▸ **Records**

========================================================================

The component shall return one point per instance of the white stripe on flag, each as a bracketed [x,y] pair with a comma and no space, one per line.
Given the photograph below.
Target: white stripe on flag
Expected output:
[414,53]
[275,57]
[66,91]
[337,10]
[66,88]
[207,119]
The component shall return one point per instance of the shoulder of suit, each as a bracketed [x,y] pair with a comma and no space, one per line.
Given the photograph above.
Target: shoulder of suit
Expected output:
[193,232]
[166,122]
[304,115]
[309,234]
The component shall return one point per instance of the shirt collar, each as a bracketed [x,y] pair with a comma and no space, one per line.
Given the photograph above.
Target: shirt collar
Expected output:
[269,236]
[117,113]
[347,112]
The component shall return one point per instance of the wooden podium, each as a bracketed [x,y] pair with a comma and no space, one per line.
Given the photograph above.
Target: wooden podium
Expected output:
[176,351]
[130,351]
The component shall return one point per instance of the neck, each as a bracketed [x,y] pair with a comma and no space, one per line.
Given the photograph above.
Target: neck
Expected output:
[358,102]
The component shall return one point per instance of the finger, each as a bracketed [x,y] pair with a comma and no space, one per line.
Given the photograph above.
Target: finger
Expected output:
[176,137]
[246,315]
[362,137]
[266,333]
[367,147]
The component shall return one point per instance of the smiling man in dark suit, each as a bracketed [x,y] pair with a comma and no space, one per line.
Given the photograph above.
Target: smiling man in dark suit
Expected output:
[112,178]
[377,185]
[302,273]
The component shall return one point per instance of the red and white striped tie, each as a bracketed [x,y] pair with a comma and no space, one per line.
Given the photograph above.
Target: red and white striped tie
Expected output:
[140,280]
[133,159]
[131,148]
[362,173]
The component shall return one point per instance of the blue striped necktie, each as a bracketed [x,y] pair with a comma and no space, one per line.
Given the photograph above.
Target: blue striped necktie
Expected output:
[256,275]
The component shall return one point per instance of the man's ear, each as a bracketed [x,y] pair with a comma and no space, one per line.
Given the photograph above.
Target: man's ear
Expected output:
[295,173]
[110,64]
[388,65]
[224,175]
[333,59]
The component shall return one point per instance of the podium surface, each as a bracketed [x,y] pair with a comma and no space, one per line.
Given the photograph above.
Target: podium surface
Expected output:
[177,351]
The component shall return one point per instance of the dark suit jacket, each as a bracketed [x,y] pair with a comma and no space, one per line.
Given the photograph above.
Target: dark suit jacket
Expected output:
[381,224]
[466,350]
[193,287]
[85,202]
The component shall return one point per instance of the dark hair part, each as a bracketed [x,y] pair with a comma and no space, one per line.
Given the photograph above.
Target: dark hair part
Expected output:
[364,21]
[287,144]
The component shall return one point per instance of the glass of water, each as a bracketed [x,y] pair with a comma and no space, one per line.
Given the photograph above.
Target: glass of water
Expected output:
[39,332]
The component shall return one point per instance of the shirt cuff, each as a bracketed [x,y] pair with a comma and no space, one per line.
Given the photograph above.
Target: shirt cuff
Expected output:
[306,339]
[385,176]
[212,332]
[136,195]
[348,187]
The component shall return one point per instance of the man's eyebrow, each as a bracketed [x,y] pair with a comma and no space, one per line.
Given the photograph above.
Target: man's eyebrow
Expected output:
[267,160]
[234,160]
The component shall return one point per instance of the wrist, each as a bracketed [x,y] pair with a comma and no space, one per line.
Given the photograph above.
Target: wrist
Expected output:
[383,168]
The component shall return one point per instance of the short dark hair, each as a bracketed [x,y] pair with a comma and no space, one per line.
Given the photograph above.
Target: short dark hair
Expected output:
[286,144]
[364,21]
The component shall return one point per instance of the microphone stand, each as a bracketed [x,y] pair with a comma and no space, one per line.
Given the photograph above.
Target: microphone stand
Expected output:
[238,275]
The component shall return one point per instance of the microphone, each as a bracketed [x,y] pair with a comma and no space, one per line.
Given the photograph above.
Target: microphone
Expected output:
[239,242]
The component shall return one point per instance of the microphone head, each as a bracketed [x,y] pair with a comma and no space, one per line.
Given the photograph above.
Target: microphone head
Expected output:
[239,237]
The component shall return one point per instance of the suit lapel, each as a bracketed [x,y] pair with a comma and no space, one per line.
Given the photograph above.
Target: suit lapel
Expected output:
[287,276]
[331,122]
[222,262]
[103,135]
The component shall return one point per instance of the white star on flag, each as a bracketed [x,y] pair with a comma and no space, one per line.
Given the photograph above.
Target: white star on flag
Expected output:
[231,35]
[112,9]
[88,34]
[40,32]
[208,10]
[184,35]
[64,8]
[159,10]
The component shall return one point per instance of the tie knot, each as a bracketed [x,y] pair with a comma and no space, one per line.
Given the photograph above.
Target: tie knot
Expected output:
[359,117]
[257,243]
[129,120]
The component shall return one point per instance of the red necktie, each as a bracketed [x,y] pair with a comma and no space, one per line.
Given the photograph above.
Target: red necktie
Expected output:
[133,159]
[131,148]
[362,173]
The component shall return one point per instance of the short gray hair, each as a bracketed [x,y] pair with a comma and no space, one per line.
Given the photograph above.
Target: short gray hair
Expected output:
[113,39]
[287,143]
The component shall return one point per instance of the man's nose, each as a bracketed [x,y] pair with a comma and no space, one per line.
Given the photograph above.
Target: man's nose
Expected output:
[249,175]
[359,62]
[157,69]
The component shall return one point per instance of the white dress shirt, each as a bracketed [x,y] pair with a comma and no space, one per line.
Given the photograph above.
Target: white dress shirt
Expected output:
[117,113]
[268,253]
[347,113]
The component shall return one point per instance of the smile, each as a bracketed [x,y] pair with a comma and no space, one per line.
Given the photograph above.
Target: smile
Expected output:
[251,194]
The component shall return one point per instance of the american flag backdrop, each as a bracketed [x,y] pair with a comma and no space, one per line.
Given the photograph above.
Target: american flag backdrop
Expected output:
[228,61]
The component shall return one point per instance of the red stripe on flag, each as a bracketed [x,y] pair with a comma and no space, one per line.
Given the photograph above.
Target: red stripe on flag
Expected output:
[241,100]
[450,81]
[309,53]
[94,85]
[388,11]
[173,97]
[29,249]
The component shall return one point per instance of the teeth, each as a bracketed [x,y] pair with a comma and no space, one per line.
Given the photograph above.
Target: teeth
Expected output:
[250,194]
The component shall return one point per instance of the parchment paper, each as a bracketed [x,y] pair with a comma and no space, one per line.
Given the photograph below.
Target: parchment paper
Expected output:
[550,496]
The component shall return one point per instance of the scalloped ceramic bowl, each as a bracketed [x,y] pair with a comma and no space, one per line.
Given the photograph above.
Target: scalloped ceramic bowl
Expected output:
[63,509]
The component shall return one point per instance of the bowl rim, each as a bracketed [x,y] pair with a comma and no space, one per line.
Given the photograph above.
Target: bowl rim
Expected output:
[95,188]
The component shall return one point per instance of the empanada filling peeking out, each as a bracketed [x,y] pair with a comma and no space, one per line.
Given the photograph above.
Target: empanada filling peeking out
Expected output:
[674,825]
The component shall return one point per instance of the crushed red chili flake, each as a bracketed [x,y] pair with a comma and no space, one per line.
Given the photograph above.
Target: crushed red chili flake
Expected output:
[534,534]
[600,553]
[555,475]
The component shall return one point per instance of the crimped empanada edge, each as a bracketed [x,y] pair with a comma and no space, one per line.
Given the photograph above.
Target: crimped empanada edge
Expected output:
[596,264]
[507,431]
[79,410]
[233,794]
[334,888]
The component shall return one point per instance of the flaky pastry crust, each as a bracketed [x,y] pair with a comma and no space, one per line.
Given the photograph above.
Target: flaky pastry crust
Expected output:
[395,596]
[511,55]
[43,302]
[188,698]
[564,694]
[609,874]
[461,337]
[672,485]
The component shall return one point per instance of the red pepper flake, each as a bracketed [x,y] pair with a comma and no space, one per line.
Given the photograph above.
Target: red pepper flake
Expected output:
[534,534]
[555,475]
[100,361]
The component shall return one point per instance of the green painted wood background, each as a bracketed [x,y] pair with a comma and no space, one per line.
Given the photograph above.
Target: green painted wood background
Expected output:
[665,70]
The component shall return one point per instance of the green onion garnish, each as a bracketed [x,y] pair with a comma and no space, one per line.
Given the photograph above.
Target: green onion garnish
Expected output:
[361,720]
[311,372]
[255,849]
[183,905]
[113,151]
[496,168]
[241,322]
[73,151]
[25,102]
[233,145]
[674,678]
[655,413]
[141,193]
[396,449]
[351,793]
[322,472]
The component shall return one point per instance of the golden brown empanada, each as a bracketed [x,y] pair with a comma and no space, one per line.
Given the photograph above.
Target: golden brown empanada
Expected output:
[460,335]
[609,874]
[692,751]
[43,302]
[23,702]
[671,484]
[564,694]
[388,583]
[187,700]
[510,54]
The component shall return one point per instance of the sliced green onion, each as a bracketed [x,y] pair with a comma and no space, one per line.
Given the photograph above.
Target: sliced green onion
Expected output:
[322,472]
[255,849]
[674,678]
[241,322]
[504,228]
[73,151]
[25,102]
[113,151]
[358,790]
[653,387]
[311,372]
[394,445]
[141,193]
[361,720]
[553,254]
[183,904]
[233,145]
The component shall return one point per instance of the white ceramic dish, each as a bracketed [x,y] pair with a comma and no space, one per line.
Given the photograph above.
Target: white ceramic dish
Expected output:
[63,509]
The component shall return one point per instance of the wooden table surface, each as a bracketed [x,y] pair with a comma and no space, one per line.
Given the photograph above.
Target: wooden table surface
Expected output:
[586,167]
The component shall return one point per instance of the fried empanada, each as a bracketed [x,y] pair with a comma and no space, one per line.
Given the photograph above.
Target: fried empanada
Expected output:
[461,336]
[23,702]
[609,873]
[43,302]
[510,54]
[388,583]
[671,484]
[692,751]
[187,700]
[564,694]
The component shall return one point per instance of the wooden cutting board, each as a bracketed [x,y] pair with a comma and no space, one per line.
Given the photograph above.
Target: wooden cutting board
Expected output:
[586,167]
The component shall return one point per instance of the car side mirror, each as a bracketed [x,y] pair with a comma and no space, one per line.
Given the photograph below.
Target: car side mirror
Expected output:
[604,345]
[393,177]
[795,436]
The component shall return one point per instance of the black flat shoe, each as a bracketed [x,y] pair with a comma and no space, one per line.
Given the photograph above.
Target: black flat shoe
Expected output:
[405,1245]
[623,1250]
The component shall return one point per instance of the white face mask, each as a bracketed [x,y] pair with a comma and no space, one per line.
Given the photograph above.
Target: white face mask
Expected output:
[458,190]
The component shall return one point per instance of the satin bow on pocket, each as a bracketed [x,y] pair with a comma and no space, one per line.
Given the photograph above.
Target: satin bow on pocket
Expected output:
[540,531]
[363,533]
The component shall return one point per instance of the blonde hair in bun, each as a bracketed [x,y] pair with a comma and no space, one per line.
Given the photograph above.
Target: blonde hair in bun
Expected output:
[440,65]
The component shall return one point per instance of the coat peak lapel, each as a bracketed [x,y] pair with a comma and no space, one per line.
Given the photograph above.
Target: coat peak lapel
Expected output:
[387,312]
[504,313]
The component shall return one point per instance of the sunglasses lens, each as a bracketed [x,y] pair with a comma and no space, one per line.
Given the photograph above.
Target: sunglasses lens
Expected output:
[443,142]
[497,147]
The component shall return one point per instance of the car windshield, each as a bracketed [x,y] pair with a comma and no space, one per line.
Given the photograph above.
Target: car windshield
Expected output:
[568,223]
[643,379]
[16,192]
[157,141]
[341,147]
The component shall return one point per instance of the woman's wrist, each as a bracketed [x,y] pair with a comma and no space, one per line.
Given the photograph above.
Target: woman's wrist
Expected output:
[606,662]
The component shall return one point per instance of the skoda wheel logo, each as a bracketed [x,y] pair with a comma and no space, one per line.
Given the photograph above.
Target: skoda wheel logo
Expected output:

========================================================================

▸ **Aim**
Edit the stretch of the listing from the line containing "car windshield, each" through the end of the listing, changing "Expected output" to "Expected result" and leaving everything else as it is.

▸ **The output**
The component shall return one point per instance of the car windshield, each as a bracketed [x,y] pair with a comma and no space, one per line.
Given the photograph above.
Target: car windshield
Expected result:
[568,223]
[643,379]
[16,192]
[157,141]
[341,147]
The component shall return one point per instance of the woman's wrist, each as a bracketed [x,y] pair with a comma and no space, one per line.
Given the photograph above.
Target: woman's wrist
Expected result:
[606,662]
The component shall return one point per instance of the skoda wheel logo, each as a bracketed [x,y] pair with a comma and no space, one per line.
Given the photograph above.
Target: skoda wheel logo
Expected result:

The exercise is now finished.